EXCERPTED TEXT:
BEGIN

Ever have one of those weeks where you're not sure if you should grin with excitement or break down and cry? I'm somewhere between the two extremes right now and need a nice, long nap. The gist: I managed to make a lot of connections in the past few days and signed myself up for a lot of work. Good work, but work just the same. Classes also began this week and by Wednesday night I found myself under a pile of personal, professional and academic assignments that were both thrilling and daunting. More about a lot of this soon but in the meantime- a tidbit and an inquiry:

  1. Tidbit: This Sunday is the Manhattan 1/2 Marathon. I haven't run 13.1 miles in a long time and am excited. Lex and I are going together and it's probably a good bet that we will both be incapacitated by the end of the day. Regardless, I love the 1/2 marathon series t-shirts (I'd assume that the graphic will be done with each borough as the races progress). In fact, I think sometimes I just run NYRR races for the shirts.

  2. Inquiry: Would you consider historic preservation a true social movement?

Bonus note: I am officially in love with Ronnybrook Farm's chocolate milk. I have never been a fan of milk in general but this stuff is addictive. I'm sure the use of whole milk does the trick.

Posted by callalillie at January 25, 2008 6:14 AM | Inquiry , Random , Running


what makes something a social movement? is it the amount of people involved, or how visible the actions of the movement are? does it have to take place all over, or can it happen in just cities, or the country, or whatever? and i guess what makes it social. if we're taking about the preservation of objects and buildings, is that enough, or must other work be going on that relates somehow to how we as a culture think about the past, annd it's relevance to the future? cool question!

Posted by: sabrina at January 25, 2008 12:11 PM

I am in love with Ronnybrook farms drinkable yogurt. I'm lactose intolerant but I can eat/drink yogurt with no problems thanks to that 'friendly' bacteria that breaks down the milk sugar. I require a lot of yogurt in my life.

Posted by: Janine at January 25, 2008 3:10 PM

1. I love the t-shirt too. 13.1 miles is quite a respectable run.

2. Yes.

Ronnybrook Farms chocolate milk is sublime.

END

WORK REQUEST A: In the blog post about a busy week, which race is the writer running this Sunday?
WORK REQUEST B: In the comments on the blog post about a busy week, Janine is lactose intolerant. Explain why she can still eat and drink yogurt.
WORK REQUEST C: Pick up the blog post about a busy week and its comment thread right after its last line, and keep it going.

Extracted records
BEGIN

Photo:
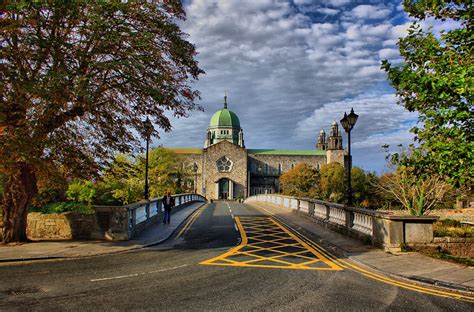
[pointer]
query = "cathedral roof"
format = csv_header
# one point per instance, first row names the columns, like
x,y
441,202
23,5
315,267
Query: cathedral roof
x,y
224,118
314,152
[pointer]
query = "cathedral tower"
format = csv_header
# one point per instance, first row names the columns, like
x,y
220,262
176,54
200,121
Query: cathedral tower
x,y
224,126
322,144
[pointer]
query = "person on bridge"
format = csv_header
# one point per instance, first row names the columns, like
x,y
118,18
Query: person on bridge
x,y
168,203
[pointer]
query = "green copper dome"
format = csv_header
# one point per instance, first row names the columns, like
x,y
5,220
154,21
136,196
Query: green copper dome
x,y
224,118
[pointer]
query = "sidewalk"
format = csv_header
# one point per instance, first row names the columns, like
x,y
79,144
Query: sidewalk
x,y
41,250
409,265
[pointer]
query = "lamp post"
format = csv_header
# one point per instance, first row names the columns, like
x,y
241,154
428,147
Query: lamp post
x,y
348,122
148,130
195,177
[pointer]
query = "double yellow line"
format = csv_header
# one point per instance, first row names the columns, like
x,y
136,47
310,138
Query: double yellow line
x,y
378,277
190,222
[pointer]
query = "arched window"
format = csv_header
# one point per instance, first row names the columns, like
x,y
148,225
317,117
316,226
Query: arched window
x,y
224,164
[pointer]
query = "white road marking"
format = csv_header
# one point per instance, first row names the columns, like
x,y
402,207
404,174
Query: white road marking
x,y
136,274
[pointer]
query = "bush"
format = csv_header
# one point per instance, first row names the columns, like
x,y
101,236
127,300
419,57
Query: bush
x,y
63,207
81,192
452,228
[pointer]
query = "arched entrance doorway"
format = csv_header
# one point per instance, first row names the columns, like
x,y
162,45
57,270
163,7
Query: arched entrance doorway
x,y
225,189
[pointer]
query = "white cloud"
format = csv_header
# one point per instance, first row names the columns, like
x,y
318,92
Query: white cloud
x,y
365,11
338,3
280,67
327,11
381,121
389,53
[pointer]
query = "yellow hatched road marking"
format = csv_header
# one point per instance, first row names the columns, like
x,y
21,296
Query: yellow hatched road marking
x,y
276,235
190,222
385,279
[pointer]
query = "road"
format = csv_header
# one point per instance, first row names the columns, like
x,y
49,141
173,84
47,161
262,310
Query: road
x,y
227,256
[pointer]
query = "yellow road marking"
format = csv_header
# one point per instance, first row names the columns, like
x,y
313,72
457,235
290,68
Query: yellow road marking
x,y
385,279
277,234
191,221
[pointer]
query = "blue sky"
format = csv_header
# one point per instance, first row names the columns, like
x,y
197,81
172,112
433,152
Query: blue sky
x,y
292,67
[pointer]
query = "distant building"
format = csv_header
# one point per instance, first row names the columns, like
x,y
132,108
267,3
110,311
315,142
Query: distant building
x,y
228,170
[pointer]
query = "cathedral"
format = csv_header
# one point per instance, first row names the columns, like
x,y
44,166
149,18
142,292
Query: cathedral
x,y
226,169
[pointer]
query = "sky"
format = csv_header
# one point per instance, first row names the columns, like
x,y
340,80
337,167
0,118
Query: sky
x,y
292,67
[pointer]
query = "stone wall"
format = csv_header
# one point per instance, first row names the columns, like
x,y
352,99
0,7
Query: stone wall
x,y
257,162
265,170
238,174
190,160
69,225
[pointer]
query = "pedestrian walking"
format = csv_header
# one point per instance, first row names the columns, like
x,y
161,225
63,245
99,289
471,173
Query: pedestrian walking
x,y
168,203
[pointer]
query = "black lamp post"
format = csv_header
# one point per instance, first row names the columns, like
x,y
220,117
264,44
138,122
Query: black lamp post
x,y
348,122
195,177
148,130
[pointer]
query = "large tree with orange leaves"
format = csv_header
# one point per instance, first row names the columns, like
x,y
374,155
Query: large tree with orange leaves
x,y
76,80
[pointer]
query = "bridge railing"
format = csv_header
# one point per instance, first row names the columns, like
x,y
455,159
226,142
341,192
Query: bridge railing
x,y
383,229
126,222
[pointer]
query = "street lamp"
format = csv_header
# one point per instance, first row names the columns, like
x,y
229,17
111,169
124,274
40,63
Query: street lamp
x,y
348,122
148,130
195,177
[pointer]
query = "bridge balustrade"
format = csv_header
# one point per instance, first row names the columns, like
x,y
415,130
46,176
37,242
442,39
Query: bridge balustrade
x,y
383,229
126,222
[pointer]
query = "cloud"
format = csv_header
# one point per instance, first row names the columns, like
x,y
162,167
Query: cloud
x,y
370,11
327,11
338,3
285,69
381,121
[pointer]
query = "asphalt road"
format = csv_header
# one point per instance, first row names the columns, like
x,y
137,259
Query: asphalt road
x,y
225,257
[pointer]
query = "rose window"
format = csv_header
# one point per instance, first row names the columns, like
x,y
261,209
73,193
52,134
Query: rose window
x,y
224,164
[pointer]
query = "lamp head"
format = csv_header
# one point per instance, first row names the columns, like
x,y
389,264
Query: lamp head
x,y
148,127
352,118
345,122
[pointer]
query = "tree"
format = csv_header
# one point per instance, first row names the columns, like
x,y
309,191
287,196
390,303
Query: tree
x,y
121,183
332,186
301,181
167,172
435,80
76,79
81,192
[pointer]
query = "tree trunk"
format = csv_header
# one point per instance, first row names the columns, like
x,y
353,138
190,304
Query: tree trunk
x,y
19,190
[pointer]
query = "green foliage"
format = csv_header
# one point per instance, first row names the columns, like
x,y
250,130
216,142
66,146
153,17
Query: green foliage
x,y
329,183
436,80
301,181
77,78
417,194
61,207
167,172
452,228
332,185
123,181
81,192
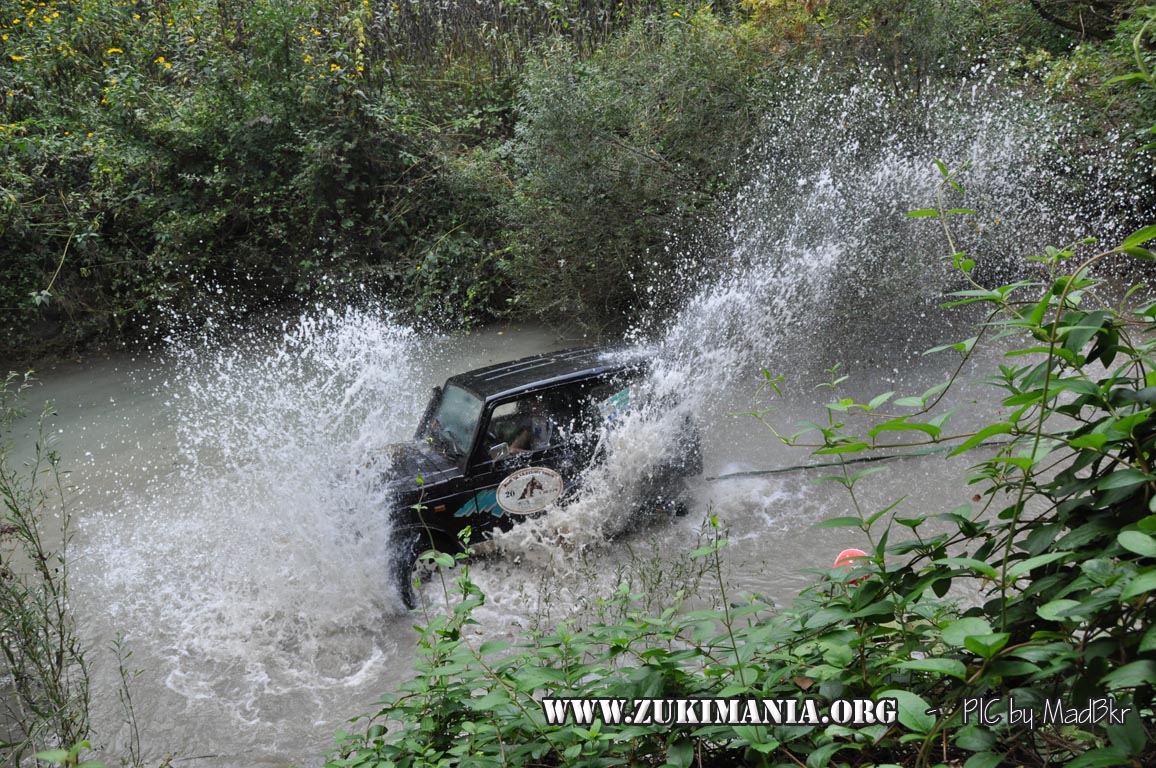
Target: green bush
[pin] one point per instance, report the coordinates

END

EXERCISE RESULT A: The Manhattan 1/2 Marathon.

EXERCISE RESULT B: Yogurt contains "friendly" bacteria that break down the milk sugar. Because of this, she can eat and drink it with no problems.

EXERCISE RESULT C:
Posted by: Vickie at January 25, 2008 3:51 PM

1. I love the t-shirt too. 13.1 miles is quite a respectable run.

2. Yes.

Ronnybrook Farms chocolate milk is sublime.

Posted by: Vickie at January 25, 2008 3:51 PM

my computer is spazzing :)

Posted by: Vickie at January 25, 2008 3:52 PM

Good luck to both of you this weekend. (What does one say to runners to wish them fortune's favor? Certainly not "Break a leg," I would guess.) You're running 20K+! That's quite impressive.

I'm very curious -- why wouldn't historic preservation qualify as a "true" social movement? Is there a particular criterion that it fails to meet? (Would environmentalism face similar categorization issues?)

Posted by: Jen at January 25, 2008 5:05 PM

Jen- actually, I have the same question as you. I'm not sure why it wouldn't. However, you don't usually see much written about HP as a social movement. I'm just wondering what people out there think.

Posted by: corie at January 25, 2008 5:28 PM

i also wonder, what is the history of historic preservation? has it gone in and out of style, or is it something rather unique, tied to perhaps modernity? also, i'd be interested in attitudes regarding historic preservation in other countries and other cultures. what does the newness of america lend to our attitudes towards the preservation of historical places and spaces, as opposed to european or asian attitudes? and of course, there are cultures that do not have not vested much energy into creating long lasting architecture, how is thier view of private and public spaces different than our? what is worth preserving to people in cultures that rely less on long lasting objects and monuments?